Point annotation dataset rows:

****************

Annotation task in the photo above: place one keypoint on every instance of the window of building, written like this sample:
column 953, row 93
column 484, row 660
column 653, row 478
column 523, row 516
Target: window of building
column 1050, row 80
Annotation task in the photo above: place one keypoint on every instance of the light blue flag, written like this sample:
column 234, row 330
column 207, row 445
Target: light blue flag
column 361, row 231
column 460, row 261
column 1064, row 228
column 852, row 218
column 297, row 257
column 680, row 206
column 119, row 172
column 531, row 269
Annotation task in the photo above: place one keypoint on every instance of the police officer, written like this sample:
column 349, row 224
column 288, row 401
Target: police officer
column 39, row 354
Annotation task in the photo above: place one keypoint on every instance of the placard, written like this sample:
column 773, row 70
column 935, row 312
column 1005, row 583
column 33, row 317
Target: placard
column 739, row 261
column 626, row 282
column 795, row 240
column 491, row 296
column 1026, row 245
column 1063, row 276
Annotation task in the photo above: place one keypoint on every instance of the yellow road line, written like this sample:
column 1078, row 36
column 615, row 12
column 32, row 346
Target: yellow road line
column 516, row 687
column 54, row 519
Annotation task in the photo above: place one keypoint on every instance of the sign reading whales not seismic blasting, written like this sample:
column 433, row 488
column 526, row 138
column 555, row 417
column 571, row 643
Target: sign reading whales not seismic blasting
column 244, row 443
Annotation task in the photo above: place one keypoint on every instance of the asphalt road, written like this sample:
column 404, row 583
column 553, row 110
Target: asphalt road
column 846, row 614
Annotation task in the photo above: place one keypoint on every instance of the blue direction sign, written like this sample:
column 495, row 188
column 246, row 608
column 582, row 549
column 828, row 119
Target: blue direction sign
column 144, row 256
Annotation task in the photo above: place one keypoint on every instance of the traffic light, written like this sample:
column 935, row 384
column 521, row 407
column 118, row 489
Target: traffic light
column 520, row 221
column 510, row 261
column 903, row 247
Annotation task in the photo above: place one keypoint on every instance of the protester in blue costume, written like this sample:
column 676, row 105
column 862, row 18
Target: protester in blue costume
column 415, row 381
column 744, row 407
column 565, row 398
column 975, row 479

****************

TASK INSTRUCTIONS:
Please update all the rows above, changing each "keypoint" to "marker" and leaving everything else as it is.

ANSWER FOR THIS EXERCISE:
Annotation task in the photo above: place one marker on every instance of the window of building, written like this sample:
column 953, row 93
column 484, row 660
column 653, row 478
column 523, row 516
Target: window of building
column 1050, row 80
Annotation task in the photo above: place one marker on every instance of the light blue flag, written like this sample:
column 234, row 330
column 207, row 445
Target: light blue flag
column 361, row 231
column 460, row 261
column 1064, row 228
column 852, row 218
column 297, row 257
column 680, row 206
column 119, row 172
column 531, row 269
Annotation task in the photo above: place one marker on every instance of the police officer, written like this sample:
column 349, row 224
column 288, row 401
Target: police officer
column 39, row 354
Annotation task in the photo above: place one marker on every instance of the placard, written like this sample:
column 773, row 70
column 935, row 312
column 1005, row 583
column 33, row 317
Target: placard
column 739, row 261
column 626, row 282
column 795, row 240
column 491, row 296
column 1026, row 245
column 1063, row 276
Annotation task in the photo above: place one marker on every instance of the yellow road line, written like this sample:
column 1078, row 36
column 615, row 12
column 32, row 346
Target: yellow road line
column 516, row 687
column 54, row 519
Annotation task in the photo above: place one marker on every instance of the sign reading whales not seismic blasting, written like this sample:
column 433, row 488
column 526, row 138
column 555, row 417
column 571, row 643
Target: sign reading whales not seismic blasting
column 244, row 443
Annotation task in the photo above: place one marker on every instance of the asphalt road, written like this sample:
column 404, row 583
column 553, row 110
Target: asphalt road
column 846, row 614
Annotation task in the photo above: place one marker on every instance of the blue direction sign, written like this sample:
column 495, row 188
column 246, row 608
column 582, row 549
column 828, row 119
Target: blue direction sign
column 144, row 256
Annotation task in the photo above: place one marker on every instance of the traffic light, written like this sample:
column 935, row 384
column 521, row 407
column 118, row 489
Target: traffic light
column 520, row 221
column 510, row 261
column 903, row 247
Annotation task in the photo above: place one marker on every instance of the protester in blue costume, written like this sample:
column 676, row 105
column 862, row 18
Target: protester in blue costume
column 415, row 381
column 744, row 407
column 565, row 398
column 975, row 479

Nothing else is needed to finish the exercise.